* TEXT EXCERPT:
· · · · · · ·

While Hurricane Arthur made the headlines slamming into New Brunswick, July 5, it is the people of Elsipogtog First Nation and their supporters who will be remembered for making history on that date long after Arthur is forgotten.
Since the Supreme Court of Canada ruling nine days before that Aboriginal peoples still retain lawful title to their ancestral lands not sold or ceded by treaty, the Elsipgotog First Nation became Canada’s first First Nation to ‘reclaim’ ancestral land.
The land reclaimed by the Mi’kmaq is alongside Highway 11, near the exit to St. Charles, a village about 40 kilometers north of Bouctouche. It’s the same land targeted by a shale gas company, Southwestern Resources Canada (SWN), for drilling its first well in Kent County. The patch of grass looks innocuous, but it’s actually a key battleground in a hard-fought campaign by the citizenry of Kent County to stop shale gas.

· · · · · · ·

Stored data:

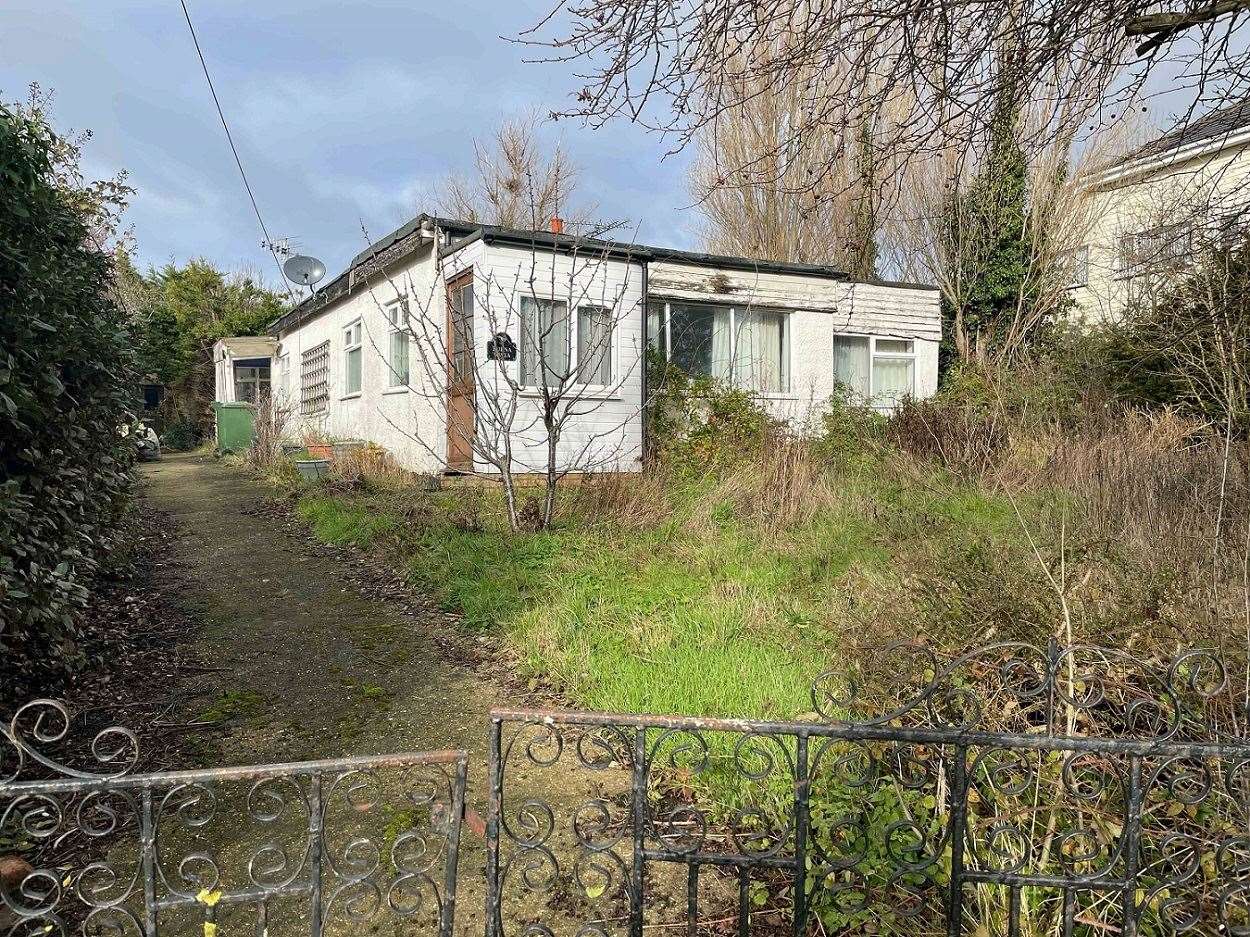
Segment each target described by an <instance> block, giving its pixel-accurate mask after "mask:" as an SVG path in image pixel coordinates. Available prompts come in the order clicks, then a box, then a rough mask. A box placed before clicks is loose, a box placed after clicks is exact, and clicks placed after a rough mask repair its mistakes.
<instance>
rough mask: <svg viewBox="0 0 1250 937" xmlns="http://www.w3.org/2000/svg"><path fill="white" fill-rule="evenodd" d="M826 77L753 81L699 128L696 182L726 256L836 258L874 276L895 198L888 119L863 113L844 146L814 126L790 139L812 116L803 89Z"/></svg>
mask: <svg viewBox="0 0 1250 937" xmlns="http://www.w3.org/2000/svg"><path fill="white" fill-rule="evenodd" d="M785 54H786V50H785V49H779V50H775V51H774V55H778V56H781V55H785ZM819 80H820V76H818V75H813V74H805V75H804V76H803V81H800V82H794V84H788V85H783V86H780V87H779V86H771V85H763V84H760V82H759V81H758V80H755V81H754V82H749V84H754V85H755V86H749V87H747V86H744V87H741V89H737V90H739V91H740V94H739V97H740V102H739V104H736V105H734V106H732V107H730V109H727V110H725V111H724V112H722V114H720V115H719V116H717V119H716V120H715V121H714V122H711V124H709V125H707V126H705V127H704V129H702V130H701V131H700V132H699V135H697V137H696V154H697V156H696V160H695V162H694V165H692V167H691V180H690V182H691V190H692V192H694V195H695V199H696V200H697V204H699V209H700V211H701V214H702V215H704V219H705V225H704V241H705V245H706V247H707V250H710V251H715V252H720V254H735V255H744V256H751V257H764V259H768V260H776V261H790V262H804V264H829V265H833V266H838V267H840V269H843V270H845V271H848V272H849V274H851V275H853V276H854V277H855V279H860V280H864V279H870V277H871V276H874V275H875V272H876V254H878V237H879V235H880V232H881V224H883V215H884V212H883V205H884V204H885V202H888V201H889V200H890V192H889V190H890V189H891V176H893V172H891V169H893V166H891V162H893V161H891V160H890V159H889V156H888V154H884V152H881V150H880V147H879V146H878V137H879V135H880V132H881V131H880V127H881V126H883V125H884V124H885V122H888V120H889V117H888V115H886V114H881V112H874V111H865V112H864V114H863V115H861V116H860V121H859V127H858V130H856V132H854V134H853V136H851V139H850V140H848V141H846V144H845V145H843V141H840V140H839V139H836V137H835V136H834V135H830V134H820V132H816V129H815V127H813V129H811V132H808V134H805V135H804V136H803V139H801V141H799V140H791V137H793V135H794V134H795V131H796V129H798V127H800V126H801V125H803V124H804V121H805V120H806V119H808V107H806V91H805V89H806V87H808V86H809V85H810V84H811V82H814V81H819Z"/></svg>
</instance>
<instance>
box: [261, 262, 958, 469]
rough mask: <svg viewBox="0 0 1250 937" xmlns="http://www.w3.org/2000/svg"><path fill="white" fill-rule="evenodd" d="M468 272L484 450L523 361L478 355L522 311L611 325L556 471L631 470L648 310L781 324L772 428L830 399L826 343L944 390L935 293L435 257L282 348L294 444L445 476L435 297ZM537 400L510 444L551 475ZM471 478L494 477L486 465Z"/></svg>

· · · · · · ·

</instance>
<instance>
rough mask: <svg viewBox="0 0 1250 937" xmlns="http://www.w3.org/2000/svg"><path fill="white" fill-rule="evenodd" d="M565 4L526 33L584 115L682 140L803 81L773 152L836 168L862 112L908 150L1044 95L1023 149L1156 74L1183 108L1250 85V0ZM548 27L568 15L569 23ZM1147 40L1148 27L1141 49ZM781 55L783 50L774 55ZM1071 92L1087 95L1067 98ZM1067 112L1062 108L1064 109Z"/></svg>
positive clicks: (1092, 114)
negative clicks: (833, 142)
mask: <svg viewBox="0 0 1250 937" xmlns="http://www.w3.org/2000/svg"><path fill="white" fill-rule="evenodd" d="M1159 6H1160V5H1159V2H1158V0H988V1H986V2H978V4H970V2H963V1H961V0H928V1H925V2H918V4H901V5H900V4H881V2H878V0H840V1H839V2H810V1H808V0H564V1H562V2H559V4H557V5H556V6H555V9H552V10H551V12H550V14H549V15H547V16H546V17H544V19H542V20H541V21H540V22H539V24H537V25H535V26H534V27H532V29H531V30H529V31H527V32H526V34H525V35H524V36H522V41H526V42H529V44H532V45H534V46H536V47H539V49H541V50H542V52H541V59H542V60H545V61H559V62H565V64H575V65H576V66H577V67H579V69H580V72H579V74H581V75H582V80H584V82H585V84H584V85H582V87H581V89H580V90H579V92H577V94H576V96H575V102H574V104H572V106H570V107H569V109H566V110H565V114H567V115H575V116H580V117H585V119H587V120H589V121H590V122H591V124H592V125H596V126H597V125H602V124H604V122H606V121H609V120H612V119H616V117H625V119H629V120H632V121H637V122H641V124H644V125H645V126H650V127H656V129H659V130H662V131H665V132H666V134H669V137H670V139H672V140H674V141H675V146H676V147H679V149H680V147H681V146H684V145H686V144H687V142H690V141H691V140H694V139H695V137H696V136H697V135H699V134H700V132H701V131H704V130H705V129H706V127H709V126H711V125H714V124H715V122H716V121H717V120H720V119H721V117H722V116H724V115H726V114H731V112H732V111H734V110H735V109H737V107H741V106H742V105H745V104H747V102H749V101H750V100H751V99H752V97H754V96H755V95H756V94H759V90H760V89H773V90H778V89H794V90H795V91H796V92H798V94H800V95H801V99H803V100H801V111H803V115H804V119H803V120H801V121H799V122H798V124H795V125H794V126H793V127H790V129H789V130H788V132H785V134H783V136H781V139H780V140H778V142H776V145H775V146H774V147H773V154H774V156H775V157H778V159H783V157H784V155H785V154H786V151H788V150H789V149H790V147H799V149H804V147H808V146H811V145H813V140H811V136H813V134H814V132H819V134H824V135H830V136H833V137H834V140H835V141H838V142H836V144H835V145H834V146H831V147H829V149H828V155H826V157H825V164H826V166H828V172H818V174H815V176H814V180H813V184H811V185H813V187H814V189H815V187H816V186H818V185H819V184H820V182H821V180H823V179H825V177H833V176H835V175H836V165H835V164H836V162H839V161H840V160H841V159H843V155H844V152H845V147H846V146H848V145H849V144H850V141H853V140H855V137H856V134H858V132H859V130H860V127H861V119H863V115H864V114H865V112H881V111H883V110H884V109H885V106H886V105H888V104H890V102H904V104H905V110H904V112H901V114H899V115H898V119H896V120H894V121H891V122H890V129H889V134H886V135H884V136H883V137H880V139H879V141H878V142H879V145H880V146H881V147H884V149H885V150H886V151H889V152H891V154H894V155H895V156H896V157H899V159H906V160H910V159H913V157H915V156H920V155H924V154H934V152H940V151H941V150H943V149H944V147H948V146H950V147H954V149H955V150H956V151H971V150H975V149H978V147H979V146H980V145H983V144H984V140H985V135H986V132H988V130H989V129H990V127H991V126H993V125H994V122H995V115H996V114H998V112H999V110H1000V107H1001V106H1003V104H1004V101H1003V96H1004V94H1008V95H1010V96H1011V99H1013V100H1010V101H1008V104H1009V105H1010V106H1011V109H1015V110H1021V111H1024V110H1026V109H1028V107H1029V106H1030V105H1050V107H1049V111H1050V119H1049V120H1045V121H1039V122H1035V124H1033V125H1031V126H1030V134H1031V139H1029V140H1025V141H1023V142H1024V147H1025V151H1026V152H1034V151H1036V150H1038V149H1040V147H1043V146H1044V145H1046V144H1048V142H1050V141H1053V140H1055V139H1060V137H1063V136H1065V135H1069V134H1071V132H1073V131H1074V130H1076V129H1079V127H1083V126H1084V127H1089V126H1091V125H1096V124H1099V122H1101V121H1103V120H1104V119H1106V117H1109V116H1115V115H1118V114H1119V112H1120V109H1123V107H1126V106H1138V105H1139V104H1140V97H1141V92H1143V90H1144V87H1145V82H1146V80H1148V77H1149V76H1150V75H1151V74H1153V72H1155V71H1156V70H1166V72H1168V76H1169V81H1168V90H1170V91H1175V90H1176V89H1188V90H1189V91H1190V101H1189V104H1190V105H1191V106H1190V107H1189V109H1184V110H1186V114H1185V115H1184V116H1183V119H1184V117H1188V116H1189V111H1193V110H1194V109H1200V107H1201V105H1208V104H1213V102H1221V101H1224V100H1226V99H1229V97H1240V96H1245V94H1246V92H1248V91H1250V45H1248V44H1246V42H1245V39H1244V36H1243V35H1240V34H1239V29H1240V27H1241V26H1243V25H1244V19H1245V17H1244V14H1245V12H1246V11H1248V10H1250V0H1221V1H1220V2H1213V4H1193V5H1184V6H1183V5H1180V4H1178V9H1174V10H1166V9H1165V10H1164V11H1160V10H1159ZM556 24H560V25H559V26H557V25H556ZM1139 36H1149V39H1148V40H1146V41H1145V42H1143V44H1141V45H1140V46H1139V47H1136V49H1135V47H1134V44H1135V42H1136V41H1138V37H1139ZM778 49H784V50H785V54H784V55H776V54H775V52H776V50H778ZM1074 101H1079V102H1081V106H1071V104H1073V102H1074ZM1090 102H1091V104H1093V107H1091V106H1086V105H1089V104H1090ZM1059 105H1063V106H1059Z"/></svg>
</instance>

· · · · · · ·

* TO DO:
a: Could you print the passage about the Elsipogtog land reclamation word for word, in full?
b: In the records, could you rewrite the lines starting with the one that contains "Segment each target" and going on through the one that contains "77L753 81L699 128L696", renaming "rough mask" to "coarse mask" and leaving everything else unchanged? Give only those lines.

* TASK-BY-TASK ANSWERS:
a:
While Hurricane Arthur made the headlines slamming into New Brunswick, July 5, it is the people of Elsipogtog First Nation and their supporters who will be remembered for making history on that date long after Arthur is forgotten.
Since the Supreme Court of Canada ruling nine days before that Aboriginal peoples still retain lawful title to their ancestral lands not sold or ceded by treaty, the Elsipgotog First Nation became Canada’s first First Nation to ‘reclaim’ ancestral land.
The land reclaimed by the Mi’kmaq is alongside Highway 11, near the exit to St. Charles, a village about 40 kilometers north of Bouctouche. It’s the same land targeted by a shale gas company, Southwestern Resources Canada (SWN), for drilling its first well in Kent County. The patch of grass looks innocuous, but it’s actually a key battleground in a hard-fought campaign by the citizenry of Kent County to stop shale gas.

b:
Segment each target described by an <instance> block, giving its pixel-accurate mask after "mask:" as an SVG path in image pixel coordinates. Available prompts come in the order clicks, then a box, then a coarse mask. A box placed before clicks is loose, a box placed after clicks is exact, and clicks placed after a coarse mask repair its mistakes.
<instance>
coarse mask: <svg viewBox="0 0 1250 937" xmlns="http://www.w3.org/2000/svg"><path fill="white" fill-rule="evenodd" d="M826 77L753 81L699 128L696 182L726 256L836 258L874 276L895 198L888 119L863 113L844 146L814 126L790 139L812 116L803 89Z"/></svg>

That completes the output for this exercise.